<<<<
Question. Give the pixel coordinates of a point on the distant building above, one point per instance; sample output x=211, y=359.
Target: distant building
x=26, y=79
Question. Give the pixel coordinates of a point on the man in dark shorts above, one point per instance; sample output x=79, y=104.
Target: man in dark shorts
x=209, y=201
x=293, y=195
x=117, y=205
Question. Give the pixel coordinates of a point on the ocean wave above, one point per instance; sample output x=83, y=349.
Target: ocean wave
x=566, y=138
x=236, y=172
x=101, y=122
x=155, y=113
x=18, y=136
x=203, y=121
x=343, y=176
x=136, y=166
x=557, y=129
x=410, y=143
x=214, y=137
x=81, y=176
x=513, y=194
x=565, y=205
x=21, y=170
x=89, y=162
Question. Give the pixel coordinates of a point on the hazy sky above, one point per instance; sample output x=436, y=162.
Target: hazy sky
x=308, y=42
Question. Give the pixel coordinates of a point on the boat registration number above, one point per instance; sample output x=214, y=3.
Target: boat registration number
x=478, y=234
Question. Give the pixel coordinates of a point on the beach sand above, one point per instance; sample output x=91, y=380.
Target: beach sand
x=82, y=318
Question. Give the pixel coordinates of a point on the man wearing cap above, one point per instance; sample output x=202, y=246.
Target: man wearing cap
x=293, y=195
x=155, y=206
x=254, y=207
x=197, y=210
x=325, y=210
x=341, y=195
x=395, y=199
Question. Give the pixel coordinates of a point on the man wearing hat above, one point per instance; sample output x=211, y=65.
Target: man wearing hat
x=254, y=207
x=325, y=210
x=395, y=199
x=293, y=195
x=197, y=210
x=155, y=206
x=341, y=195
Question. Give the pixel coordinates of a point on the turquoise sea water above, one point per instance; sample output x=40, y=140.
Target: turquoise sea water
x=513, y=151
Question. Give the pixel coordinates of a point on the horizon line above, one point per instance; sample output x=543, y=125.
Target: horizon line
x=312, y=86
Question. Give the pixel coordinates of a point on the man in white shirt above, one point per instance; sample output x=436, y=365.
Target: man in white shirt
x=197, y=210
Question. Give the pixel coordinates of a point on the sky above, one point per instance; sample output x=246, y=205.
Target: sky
>>>>
GOAL OF THE EXERCISE: Copy only this span: the line that contains "output x=211, y=65.", the last line, and every line between them.

WRITTEN REPLY:
Question. Give the pixel coordinates of a point on the man wearing hat above, one point per instance; sample output x=211, y=65.
Target: man wearing hat
x=254, y=207
x=325, y=210
x=395, y=199
x=293, y=195
x=197, y=210
x=155, y=206
x=341, y=195
Question. Give the pixel coordinates of a point on the turquoise sea water above, one point per instance; sample output x=40, y=140.
Target: turquoise sea water
x=513, y=151
Question. Give the pixel coordinates of a point on the horizon line above, one point per instance; sample output x=543, y=125.
Target: horizon line
x=312, y=86
Question. Give the pixel coordinates of a point on the man in white shirt above, one point per instance; sample output x=436, y=365.
Target: man in white shirt
x=197, y=210
Question. Give the pixel coordinates of a point on the sky above, one point per instance; sample output x=246, y=205.
Target: sky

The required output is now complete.